◆ **TEXTE FOURNI**

▼

Et puis le respect. Nous abordons de parfaits inconnus, qui acceptent généreusement de se prêter au jeu. Il est donc normal de leur montrer qu’on les respecte. On ne va pas être trop tactile dans notre approche, on va faire attention à ce qu’ils se sentent toujours bien, et surtout qu’ils repartent avec le sourire jusqu’aux oreilles et cette sensation inoubliable d’avoir appris à mieux se connaître grâce à l’hypnose. Il est hors de question de laisser repartir une personne après une séance d’hypnose de rue avec un mal de tête par exemple. Encore une fois, c’est peut-être évident pour tous ceux qui nous lisent, mais croyez-moi il n’est jamais inutile de le répéter.
JDP : Il semble quand même qu’un certain nombre de jeunes n’ont pas pris le temps de lire vos recommandations éthiques. Au vu de certaines vidéos, beaucoup de vos membres s’en sont émus sur le forum. N’avez-vous pas ouvert l’hypnose à des personnes immatures et/ou irresponsables ?
JEC : Certainement… Et à chaque fois, je me repose l’éternelle question : « dois-je continuer ? »

▲

◆ **JEU DE DONNÉES**
▼

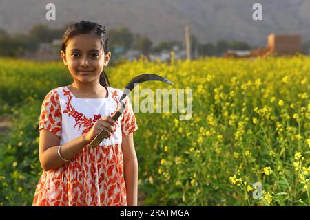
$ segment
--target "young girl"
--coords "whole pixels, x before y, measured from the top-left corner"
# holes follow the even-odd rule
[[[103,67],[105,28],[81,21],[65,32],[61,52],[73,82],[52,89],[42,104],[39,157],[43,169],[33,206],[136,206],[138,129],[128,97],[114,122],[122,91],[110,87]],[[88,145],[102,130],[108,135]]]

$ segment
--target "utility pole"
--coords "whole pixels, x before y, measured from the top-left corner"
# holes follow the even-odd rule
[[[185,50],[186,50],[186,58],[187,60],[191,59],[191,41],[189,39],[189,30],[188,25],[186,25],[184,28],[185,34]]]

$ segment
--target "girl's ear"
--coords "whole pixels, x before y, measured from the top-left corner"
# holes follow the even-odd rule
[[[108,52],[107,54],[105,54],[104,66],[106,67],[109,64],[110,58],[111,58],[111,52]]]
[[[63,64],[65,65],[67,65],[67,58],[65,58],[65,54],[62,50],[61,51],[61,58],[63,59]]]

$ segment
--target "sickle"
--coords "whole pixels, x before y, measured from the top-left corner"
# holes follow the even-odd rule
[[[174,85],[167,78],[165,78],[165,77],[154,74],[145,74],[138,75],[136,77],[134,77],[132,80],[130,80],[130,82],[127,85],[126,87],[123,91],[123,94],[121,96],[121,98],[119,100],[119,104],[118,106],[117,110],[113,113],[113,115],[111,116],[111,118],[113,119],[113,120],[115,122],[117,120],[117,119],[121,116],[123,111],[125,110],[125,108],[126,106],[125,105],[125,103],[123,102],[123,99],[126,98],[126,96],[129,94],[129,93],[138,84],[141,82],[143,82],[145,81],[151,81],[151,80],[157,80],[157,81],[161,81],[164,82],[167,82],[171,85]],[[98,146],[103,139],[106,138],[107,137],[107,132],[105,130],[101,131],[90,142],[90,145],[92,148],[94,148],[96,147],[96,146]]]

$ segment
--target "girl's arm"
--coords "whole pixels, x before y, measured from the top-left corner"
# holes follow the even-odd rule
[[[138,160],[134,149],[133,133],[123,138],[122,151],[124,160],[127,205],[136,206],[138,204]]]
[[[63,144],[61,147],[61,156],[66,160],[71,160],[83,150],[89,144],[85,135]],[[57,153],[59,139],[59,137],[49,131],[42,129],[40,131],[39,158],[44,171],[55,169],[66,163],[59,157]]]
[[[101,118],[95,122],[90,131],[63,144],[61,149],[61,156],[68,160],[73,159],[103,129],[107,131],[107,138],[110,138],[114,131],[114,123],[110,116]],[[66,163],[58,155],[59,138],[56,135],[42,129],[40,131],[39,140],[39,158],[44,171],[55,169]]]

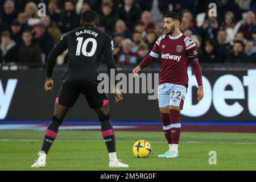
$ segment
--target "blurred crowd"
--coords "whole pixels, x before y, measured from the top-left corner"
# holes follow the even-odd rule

▲
▼

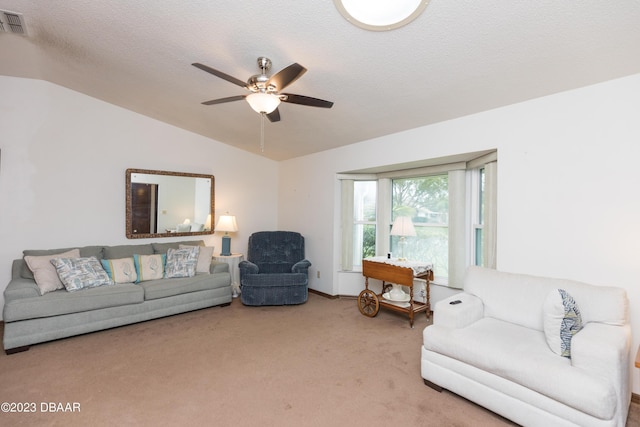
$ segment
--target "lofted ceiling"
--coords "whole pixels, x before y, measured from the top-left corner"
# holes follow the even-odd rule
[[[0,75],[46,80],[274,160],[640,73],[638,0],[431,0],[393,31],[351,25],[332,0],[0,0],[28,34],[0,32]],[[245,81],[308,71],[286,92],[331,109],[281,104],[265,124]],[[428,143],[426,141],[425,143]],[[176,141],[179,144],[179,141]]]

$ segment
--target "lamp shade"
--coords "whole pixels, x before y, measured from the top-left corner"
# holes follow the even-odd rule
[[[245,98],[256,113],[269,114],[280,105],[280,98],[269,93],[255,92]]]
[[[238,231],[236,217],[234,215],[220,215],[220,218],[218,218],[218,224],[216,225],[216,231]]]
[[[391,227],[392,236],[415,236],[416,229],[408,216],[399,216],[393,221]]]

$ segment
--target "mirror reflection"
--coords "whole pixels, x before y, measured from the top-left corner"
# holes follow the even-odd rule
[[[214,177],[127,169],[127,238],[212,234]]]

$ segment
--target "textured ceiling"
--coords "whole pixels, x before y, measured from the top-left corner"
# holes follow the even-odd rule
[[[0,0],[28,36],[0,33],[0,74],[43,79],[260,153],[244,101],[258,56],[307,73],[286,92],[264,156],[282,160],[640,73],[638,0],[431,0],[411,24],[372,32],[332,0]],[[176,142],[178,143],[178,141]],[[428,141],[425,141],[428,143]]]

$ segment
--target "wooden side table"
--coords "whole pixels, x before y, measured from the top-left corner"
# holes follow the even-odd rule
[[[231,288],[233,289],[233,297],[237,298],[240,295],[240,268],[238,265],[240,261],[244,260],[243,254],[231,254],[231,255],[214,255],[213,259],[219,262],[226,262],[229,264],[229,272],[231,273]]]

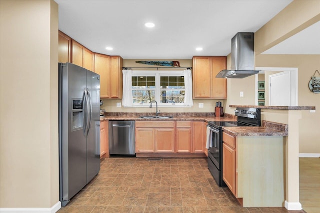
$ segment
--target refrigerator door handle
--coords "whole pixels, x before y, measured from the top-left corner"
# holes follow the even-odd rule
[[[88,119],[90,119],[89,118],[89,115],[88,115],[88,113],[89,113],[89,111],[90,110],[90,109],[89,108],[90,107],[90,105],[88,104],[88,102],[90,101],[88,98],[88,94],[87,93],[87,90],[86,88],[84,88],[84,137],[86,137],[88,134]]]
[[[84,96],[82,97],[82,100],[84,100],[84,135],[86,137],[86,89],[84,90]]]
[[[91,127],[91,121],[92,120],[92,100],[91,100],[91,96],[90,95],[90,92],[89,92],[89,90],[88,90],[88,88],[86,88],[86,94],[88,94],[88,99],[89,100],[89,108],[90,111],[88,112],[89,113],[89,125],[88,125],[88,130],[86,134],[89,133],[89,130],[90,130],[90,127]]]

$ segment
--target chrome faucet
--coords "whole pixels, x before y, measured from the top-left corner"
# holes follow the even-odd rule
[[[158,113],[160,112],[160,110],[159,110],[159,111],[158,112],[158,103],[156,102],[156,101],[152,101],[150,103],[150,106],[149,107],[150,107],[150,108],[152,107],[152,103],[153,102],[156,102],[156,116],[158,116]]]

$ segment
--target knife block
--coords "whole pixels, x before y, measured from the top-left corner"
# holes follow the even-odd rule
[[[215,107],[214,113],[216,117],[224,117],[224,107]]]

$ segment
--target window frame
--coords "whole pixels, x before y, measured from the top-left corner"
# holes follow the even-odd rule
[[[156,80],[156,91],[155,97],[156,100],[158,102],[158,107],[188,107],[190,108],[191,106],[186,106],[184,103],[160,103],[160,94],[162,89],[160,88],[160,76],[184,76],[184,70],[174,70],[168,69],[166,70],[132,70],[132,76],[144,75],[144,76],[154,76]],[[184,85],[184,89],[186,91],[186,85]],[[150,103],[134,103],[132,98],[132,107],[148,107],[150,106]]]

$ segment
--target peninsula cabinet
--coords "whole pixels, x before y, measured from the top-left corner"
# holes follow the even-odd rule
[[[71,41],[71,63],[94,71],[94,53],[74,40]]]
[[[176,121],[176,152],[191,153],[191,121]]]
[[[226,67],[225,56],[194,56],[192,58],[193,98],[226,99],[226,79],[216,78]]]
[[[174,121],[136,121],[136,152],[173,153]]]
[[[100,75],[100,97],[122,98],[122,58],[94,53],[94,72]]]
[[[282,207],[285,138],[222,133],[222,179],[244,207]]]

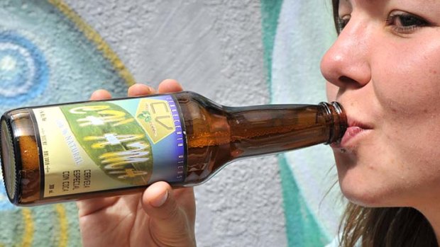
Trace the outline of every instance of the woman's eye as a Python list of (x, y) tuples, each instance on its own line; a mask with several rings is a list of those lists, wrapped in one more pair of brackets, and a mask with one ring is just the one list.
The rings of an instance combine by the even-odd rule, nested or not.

▲
▼

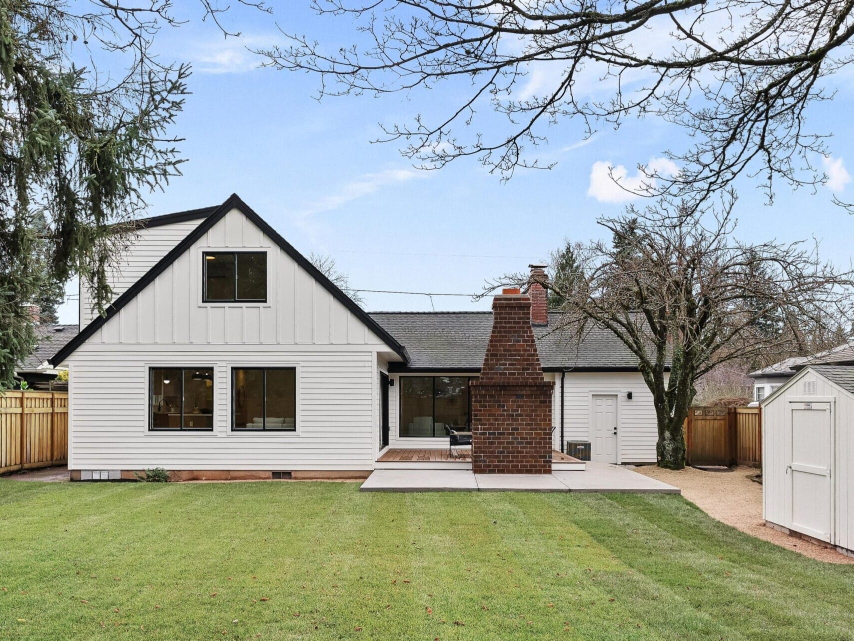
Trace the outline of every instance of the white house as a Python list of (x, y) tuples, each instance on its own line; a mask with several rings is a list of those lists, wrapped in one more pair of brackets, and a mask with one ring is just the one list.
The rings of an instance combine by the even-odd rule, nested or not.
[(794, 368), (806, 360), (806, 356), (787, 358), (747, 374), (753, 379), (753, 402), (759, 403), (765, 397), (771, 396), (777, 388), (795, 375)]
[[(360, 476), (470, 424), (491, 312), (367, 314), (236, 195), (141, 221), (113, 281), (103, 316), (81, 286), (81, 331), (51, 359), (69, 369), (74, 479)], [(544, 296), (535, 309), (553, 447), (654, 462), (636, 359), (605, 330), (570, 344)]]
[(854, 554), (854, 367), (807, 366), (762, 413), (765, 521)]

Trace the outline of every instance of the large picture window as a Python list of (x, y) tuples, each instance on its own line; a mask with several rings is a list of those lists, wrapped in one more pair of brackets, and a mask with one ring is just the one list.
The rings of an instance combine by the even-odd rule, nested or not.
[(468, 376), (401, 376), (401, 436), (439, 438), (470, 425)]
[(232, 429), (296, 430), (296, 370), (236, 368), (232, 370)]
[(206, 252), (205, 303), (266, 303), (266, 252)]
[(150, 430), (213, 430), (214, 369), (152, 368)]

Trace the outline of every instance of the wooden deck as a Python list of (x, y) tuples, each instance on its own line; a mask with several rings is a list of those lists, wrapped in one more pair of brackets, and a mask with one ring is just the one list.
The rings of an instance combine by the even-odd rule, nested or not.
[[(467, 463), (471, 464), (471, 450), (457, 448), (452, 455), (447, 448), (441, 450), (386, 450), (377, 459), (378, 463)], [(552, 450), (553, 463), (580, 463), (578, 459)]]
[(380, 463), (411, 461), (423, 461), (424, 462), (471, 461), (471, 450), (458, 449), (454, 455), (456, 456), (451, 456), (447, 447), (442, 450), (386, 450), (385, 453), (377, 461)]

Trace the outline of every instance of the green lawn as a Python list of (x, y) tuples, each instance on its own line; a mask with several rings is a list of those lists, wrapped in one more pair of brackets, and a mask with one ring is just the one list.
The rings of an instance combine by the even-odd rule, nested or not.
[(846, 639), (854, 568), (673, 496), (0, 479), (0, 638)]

▲

◆ **ACTION DEMANDÉE**
Mettez à jour le passage de l'entretien sur l'hypnose de rue qui va de "JDP : Il semble" jusqu'à "et/ou irresponsables ?" en remplaçant "vidéos" par "séquences". La liste ne joue aucun rôle ici.

◆ **RÉPONSE ATTENDUE**
JDP : Il semble quand même qu’un certain nombre de jeunes n’ont pas pris le temps de lire vos recommandations éthiques. Au vu de certaines séquences, beaucoup de vos membres s’en sont émus sur le forum. N’avez-vous pas ouvert l’hypnose à des personnes immatures et/ou irresponsables ?